[What is asked]:
[1] Write out the passage of the court opinion starting with "Civil Appeal from" and going on through "For Appellee, ACCSB.".
[2] List the children named in paragraph 2 of the court opinion, with each child's age.
[3] According to the court opinion, what amount did the gas bill that appellant and Patricia incurred exceed?

[Quoted passage]:
┏━━
Court of Appeals of Ohio, Third District, Allen County
Dec 11, 2002
No. 1-02-47 (Ohio Ct. App. Dec. 11, 2002)

Opinion

No. 1-02-47.

DATE OF JUDGMENT ENTRY December 11, 2002.

Civil Appeal from Common Pleas Court, Juvenile Division.

ANN E. JACOBS, Attorney at Law, Reg. #0034200, 558 West Spring Street, Lima, Ohio 45801, For Appellant, Joseph Sigler.

LAWRENCE R. MINNARD, Attorney at Law, Reg. #0002238, 1045 Mackenzie Drive, Lima, Ohio 45805, For Appellant, Patricia Cook.

JOHN HOPKINS, Attorney at Law, Reg. #0069737, 330 North Elizabeth Street, Lima, Ohio 45801, For Appellee, ACCSB.

N. SHANNON BARTELS, Guardian Ad Litem., Reg. #0064012, 212 North Elizabeth Street, Suite 310, Lima, Ohio 45801, For Appellee.


OPINION


{¶ 1} Appellant, Joseph Sigler, appeals from a judgment by the Allen County Common Pleas Court, Juvenile Division, terminating his parental rights and granting permanent care and custody of his minor children to Appellee, Allen County Children's Services Board ("ACCSB"). Despite the reasonable efforts to reunify the children with appellant and the prolonged length of time afforded to correct the ACCSB's on-going concerns, clear and convincing evidence supports that he continues to be unable to provide a secure, stable residence for his children and that the grant of permanent custody is warranted.

{¶ 2} Facts and procedural posture pertinent to the issues raised on appeal are as follows. On April 18, 2000, a shelter care hearing was conducted in reference to Troy Cook, age six, and Cynthia and Mariah Sigler, ages four and two, respectively, resulting in the children being placed in the shelter care of the ACCSB. The immediate basis of removal related to the sexual victimization of Troy by an eight year-old neighbor left to care for him. A complaint for dependency was also filed by the ACCSB at that time. Prior to the April 2000 removal, the children had placed in the custody of the ACCSB on a temporary basis and then been subsequently reunited with their parents. The ACCSB has been involved with the children's parents, appellant and Patricia Sigler, since 1998.

{¶ 3} Pursuant to a July 5, 2000 consent entry, the children were adjudicated dependent and placed in the temporary care of the ACCSB. The case plan listed as primary concerns the parents leaving the children with inappropriate caregivers, the children's basic needs, and the stability of a home environment.

{¶ 4} Thereafter, in February 2001, because improvements by Patricia were recognized by the ACCSB, the agency moved to modify the existing custody disposition and return custody of the children to her, subject to protective supervision. At the time, Appellant also resided in the home. And, therefrom, a reunification was attempted in April 2001; however, as the children were being placed in the home, their foster mother and the caseworker noticed that the electricity in the home had been turned off because appellant and Patricia failed to pay the bill. Additionally, the parents had neglected to inform the ACCSB of their financial troubles, thus inhibiting timely assistance for payment. Accordingly, in a traumatic episode for the children, the reunification did not take place and temporary custody in the ACCSB was extended. The caseworker was subsequently granted the funds from the agency to pay the electric bill; however, by that time, appellant and Patricia had not only been evicted from the residence but they also had incurred a gas bill exceeding one thousand dollars and the water service had also been discontinued for their failure to pay. Once evicted, appellant and Patricia moved into separate homes with family members.
┗━━
[Raw data]:
┏━━
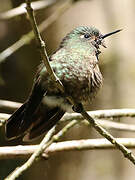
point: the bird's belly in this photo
(54, 101)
┗━━
[Results]:
[1]
Civil Appeal from Common Pleas Court, Juvenile Division.

ANN E. JACOBS, Attorney at Law, Reg. #0034200, 558 West Spring Street, Lima, Ohio 45801, For Appellant, Joseph Sigler.

LAWRENCE R. MINNARD, Attorney at Law, Reg. #0002238, 1045 Mackenzie Drive, Lima, Ohio 45805, For Appellant, Patricia Cook.

JOHN HOPKINS, Attorney at Law, Reg. #0069737, 330 North Elizabeth Street, Lima, Ohio 45801, For Appellee, ACCSB.

[2]
Troy Cook, age six
Cynthia Sigler, age four
Mariah Sigler, age two

[3] One thousand dollars.